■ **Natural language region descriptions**
★ ★ ★ ★

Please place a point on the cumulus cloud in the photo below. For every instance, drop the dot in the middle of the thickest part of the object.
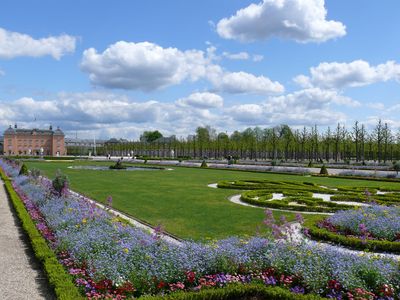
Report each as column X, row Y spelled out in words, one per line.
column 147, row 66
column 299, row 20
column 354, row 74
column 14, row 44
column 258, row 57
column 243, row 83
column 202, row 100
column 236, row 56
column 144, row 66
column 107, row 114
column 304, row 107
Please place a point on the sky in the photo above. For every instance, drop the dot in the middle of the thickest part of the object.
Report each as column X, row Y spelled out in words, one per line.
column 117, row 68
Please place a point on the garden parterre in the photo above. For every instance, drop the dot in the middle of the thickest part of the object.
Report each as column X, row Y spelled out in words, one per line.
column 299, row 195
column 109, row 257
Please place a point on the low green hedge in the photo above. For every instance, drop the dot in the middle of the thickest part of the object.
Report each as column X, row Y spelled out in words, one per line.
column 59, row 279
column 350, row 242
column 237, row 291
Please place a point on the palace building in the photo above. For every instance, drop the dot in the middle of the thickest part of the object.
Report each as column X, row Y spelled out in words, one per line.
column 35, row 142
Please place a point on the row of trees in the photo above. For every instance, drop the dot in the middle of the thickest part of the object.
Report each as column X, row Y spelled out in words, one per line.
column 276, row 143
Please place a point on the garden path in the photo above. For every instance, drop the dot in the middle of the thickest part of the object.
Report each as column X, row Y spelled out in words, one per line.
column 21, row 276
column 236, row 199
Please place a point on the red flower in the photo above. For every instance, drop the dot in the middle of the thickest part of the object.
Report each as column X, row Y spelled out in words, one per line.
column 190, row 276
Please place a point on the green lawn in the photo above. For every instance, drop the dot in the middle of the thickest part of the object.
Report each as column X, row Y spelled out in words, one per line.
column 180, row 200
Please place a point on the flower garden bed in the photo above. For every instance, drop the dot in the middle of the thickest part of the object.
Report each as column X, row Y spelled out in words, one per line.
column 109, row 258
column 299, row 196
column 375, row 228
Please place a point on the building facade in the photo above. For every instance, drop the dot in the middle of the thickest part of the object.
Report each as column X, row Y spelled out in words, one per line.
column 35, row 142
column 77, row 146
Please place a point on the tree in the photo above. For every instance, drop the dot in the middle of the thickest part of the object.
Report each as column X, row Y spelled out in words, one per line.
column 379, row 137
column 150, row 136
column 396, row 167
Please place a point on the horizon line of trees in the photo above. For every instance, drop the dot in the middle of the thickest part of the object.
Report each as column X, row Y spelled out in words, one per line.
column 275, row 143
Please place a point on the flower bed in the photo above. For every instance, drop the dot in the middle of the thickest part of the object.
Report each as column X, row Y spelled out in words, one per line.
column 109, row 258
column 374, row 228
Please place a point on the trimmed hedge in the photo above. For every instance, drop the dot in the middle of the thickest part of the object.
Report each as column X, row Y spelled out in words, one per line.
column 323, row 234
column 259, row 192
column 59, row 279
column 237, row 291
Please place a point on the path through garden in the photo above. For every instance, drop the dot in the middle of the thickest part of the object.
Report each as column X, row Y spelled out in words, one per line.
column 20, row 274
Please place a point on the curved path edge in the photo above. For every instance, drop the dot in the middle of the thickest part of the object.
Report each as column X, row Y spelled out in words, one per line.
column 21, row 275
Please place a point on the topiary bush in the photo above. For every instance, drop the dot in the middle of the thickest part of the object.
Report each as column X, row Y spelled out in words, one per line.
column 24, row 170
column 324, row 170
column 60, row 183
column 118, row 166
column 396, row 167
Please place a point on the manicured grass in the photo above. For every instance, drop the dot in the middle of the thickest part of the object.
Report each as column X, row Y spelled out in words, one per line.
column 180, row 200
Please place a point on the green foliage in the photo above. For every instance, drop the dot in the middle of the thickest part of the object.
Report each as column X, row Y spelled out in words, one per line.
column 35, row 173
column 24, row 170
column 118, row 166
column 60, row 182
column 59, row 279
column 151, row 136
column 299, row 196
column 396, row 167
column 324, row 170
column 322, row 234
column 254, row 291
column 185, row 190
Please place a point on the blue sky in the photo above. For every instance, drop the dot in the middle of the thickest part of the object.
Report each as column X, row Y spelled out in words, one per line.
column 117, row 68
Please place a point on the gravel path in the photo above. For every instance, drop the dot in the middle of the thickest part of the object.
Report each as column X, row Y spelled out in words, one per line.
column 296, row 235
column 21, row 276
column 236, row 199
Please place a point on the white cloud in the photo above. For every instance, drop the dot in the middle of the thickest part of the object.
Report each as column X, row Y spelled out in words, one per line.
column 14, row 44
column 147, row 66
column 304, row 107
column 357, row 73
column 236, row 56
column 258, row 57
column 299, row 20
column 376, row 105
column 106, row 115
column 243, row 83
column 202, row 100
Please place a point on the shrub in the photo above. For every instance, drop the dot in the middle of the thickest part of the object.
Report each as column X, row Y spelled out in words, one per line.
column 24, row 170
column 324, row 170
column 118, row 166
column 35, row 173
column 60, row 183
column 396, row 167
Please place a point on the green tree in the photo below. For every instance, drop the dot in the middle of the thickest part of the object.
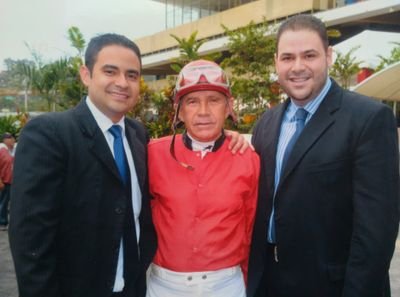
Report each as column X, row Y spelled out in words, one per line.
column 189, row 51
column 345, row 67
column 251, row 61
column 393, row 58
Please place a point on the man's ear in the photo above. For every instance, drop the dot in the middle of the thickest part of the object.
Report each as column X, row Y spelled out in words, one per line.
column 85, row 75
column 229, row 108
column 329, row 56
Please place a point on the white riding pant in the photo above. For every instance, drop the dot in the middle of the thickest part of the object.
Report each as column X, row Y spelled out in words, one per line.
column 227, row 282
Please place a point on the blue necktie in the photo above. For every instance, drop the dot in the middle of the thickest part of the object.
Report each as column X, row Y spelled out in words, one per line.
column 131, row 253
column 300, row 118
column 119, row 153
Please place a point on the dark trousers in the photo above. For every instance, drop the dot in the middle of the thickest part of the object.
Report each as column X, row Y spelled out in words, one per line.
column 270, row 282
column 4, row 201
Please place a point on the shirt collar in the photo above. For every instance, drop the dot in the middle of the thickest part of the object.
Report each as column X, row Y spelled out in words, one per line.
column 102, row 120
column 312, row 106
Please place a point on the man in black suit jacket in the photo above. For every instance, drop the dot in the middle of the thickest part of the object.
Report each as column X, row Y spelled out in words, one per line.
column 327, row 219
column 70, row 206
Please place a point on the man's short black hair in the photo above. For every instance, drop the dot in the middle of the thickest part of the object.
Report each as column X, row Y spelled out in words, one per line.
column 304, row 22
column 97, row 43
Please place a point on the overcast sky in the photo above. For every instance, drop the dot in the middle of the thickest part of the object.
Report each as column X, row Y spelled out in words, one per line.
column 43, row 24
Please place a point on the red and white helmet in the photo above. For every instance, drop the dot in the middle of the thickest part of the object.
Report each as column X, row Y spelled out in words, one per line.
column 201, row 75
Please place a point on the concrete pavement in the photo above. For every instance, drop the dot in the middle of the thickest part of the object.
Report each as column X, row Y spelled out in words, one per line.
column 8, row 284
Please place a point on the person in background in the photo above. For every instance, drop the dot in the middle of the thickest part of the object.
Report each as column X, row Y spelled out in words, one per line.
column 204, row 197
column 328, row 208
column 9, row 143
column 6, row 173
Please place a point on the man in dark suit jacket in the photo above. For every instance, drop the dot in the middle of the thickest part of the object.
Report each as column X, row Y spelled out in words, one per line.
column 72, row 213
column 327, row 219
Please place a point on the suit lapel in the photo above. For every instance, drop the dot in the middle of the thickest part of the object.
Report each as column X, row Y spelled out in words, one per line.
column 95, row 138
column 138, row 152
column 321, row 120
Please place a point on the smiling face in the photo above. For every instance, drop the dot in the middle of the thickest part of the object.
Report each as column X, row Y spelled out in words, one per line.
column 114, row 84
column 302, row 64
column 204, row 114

★ ★ ★ ★

■ **INSTRUCTIONS TO FOLLOW**
Take the line that contains "Please place a point on the smiling" and every line after it to the end of the entries above, and reproduce them exactly.

■ **ANSWER TO THE PROBLEM**
Please place a point on the smiling face in the photo above. For every instance, drop the dot in the middle of the thickest part of the object.
Report each as column X, row Y spelled out in words, one per line.
column 114, row 84
column 302, row 64
column 204, row 114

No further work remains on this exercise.